Source data:
## START

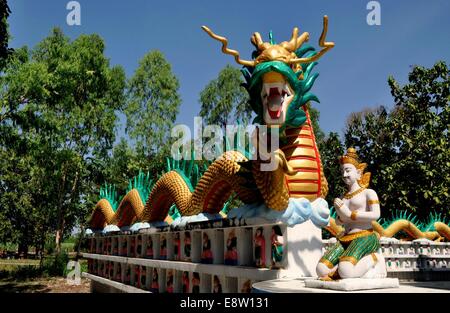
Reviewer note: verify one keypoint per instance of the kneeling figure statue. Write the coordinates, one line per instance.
(355, 254)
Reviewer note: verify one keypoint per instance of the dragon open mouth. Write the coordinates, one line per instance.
(274, 96)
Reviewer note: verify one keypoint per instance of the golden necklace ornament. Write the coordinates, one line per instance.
(354, 193)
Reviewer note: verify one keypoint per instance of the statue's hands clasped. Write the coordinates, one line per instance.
(342, 210)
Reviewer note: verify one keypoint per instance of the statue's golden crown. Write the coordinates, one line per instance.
(351, 157)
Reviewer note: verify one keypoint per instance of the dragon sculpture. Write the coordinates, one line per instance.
(278, 79)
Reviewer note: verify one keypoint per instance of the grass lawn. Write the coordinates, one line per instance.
(43, 285)
(24, 276)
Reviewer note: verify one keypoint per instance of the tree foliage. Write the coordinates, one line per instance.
(152, 105)
(407, 149)
(224, 100)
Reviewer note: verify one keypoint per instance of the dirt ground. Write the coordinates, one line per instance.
(44, 285)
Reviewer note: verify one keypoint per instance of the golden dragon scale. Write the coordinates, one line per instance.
(442, 230)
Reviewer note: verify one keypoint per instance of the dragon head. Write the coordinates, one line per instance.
(279, 77)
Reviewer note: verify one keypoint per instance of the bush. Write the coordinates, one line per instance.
(56, 265)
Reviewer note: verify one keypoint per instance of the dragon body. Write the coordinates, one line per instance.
(278, 81)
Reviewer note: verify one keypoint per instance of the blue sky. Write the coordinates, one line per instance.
(353, 75)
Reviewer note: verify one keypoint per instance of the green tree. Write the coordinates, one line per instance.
(224, 100)
(4, 35)
(331, 149)
(408, 148)
(152, 106)
(123, 165)
(59, 100)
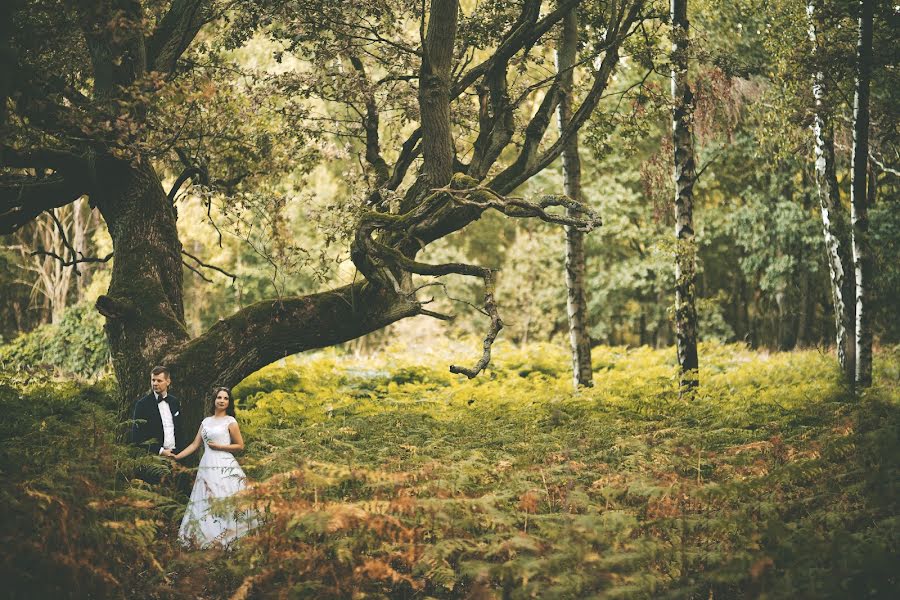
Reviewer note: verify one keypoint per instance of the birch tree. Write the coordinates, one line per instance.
(88, 93)
(685, 174)
(862, 253)
(576, 299)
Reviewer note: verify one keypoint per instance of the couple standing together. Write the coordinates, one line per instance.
(157, 427)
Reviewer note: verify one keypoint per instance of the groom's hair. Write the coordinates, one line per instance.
(158, 370)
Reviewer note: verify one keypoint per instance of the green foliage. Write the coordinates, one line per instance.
(391, 477)
(72, 525)
(76, 345)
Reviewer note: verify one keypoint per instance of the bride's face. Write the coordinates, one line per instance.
(222, 400)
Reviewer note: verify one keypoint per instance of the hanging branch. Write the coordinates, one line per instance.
(74, 261)
(382, 262)
(203, 264)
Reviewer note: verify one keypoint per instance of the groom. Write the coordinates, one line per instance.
(157, 417)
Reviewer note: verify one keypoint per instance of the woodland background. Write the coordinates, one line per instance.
(384, 475)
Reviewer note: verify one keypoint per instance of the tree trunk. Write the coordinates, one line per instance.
(143, 307)
(834, 224)
(576, 301)
(862, 253)
(685, 174)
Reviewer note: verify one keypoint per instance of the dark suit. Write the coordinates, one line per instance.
(147, 428)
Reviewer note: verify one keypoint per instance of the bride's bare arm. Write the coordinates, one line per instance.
(192, 448)
(237, 440)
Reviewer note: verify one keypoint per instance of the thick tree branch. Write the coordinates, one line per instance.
(525, 33)
(385, 264)
(175, 32)
(266, 331)
(23, 199)
(208, 266)
(370, 125)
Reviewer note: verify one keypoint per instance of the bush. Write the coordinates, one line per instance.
(76, 345)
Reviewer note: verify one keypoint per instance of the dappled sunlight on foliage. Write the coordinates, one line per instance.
(390, 477)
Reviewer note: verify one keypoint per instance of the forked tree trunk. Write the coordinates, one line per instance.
(143, 307)
(834, 222)
(576, 301)
(145, 313)
(862, 253)
(685, 174)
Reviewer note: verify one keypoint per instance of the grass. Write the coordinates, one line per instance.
(391, 477)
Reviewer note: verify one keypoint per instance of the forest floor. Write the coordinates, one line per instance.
(390, 477)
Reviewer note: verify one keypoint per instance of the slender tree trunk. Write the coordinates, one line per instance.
(143, 306)
(834, 223)
(685, 174)
(576, 301)
(862, 253)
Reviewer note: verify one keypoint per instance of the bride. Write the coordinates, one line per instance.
(207, 519)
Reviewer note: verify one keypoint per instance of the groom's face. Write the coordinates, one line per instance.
(160, 383)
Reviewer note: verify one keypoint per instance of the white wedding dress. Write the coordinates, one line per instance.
(209, 517)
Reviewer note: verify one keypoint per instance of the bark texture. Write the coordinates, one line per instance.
(834, 222)
(576, 299)
(685, 174)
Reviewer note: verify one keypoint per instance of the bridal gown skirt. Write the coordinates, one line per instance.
(211, 516)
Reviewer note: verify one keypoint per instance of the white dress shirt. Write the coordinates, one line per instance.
(165, 413)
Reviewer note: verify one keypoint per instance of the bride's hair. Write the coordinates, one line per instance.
(228, 411)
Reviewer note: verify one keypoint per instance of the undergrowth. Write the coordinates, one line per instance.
(391, 477)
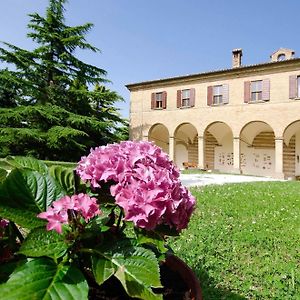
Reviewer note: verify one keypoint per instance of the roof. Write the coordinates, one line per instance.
(237, 71)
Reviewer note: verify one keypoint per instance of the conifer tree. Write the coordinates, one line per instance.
(52, 104)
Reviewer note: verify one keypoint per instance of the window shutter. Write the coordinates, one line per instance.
(293, 87)
(192, 97)
(164, 99)
(266, 89)
(152, 100)
(178, 98)
(209, 95)
(247, 91)
(225, 97)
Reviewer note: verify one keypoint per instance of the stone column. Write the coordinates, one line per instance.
(236, 155)
(279, 158)
(201, 152)
(171, 148)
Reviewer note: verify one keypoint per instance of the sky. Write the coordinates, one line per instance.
(146, 40)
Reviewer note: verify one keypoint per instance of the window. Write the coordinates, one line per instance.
(217, 94)
(158, 100)
(256, 90)
(185, 97)
(281, 57)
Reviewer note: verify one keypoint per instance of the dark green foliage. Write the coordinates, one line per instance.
(243, 241)
(53, 105)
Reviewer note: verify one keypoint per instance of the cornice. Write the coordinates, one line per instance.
(243, 71)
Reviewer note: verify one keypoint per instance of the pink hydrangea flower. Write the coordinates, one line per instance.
(147, 184)
(57, 213)
(3, 223)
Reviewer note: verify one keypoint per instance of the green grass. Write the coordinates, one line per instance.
(49, 163)
(243, 241)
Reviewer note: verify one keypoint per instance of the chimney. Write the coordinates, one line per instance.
(237, 58)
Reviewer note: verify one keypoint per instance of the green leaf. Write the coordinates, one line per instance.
(102, 268)
(136, 268)
(150, 238)
(3, 174)
(24, 188)
(41, 242)
(24, 218)
(42, 279)
(27, 162)
(64, 176)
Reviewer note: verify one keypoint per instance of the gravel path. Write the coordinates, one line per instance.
(205, 179)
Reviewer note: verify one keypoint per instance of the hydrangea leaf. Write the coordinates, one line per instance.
(3, 174)
(64, 176)
(41, 242)
(136, 268)
(24, 218)
(28, 189)
(42, 279)
(102, 269)
(27, 162)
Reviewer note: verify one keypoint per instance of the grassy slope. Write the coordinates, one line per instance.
(244, 241)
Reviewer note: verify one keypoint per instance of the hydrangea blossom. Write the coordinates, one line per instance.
(3, 223)
(147, 184)
(57, 213)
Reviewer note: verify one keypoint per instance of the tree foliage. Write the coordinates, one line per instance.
(52, 104)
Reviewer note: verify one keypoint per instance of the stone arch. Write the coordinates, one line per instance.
(218, 147)
(186, 145)
(291, 150)
(257, 148)
(159, 134)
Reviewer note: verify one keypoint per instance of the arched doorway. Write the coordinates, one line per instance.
(257, 148)
(159, 134)
(186, 145)
(218, 147)
(291, 150)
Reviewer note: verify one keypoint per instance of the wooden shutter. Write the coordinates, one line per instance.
(293, 87)
(178, 98)
(247, 95)
(225, 97)
(164, 99)
(153, 100)
(209, 95)
(192, 97)
(266, 89)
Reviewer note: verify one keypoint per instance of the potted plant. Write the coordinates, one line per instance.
(97, 233)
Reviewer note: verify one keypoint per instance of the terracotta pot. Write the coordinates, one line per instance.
(175, 264)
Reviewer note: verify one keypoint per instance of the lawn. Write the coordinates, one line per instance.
(243, 241)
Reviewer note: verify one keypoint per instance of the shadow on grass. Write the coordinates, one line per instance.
(210, 290)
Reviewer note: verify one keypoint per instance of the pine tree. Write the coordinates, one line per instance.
(48, 106)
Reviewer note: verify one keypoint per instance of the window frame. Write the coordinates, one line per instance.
(185, 101)
(217, 95)
(256, 91)
(158, 100)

## END

SHORT EXERCISE:
Return, word for word, every line from the line with "the green leaf." to the final line of the data.

RESPONSE BELOW:
Reviewer note: verify one keypoint per instance of the green leaf. Write the coordinates, one line per instance.
(102, 268)
(136, 268)
(150, 238)
(3, 174)
(24, 188)
(41, 242)
(24, 218)
(42, 279)
(27, 162)
(64, 176)
Reviewer note: verify one keypoint per instance of the gravel path. Write the coordinates, one line per instance.
(205, 179)
Reviewer note: verify one keypoint per instance of the hydrangea leaf. Write the coordinates, one line per instance.
(3, 174)
(64, 176)
(41, 242)
(136, 268)
(24, 218)
(28, 189)
(42, 279)
(102, 269)
(27, 162)
Reviewer note: verify one keypoint per instance of the grassy slope. Write the coordinates, one line per instance.
(244, 241)
Reviewer note: verify one keypoint per instance of the hydrangea blossom. Write the coordinates, one line per instance.
(3, 223)
(147, 184)
(57, 213)
Reviewer note: verify one keypoint per instance of the tree foliage. Write the coordinates, one line per instance.
(52, 104)
Reviewer note: verify one keypoint per instance of the stone arch. Write the coordinates, one line per instance.
(218, 147)
(186, 145)
(291, 150)
(257, 148)
(159, 134)
Reviewer note: verify one keypoint per instance of the arched doorway. Write the coordinates, one line per instance.
(257, 148)
(159, 134)
(186, 145)
(218, 147)
(291, 150)
Reviewer note: verify one keypoint per instance of the wooden shutter. Write the coordinates, one line per instance.
(293, 87)
(178, 98)
(247, 95)
(225, 97)
(164, 99)
(153, 100)
(209, 95)
(192, 97)
(266, 89)
Reviewer note: verify one keypoint per instance of the potted plant. Write the coordinates, one line per instance.
(97, 233)
Reviewer note: verify one keypoint per instance of the terracotta pot. Write the coordinates, one line per instance.
(175, 264)
Reviewer note: verify one keypoint per instance of the lawn. Write the coordinates, one line per instance.
(243, 241)
Reviewer note: verify one keypoint per instance of the shadow on grass. Write the coordinates, one line per instance.
(210, 290)
Reviewer note: verify one keypoint per instance of the pine tree. Write the coordinates, one line per instance.
(48, 106)
Reviewer note: verify one keypoint per instance of the window frame. Write the coordinates, one line per instance.
(185, 101)
(217, 95)
(256, 91)
(158, 100)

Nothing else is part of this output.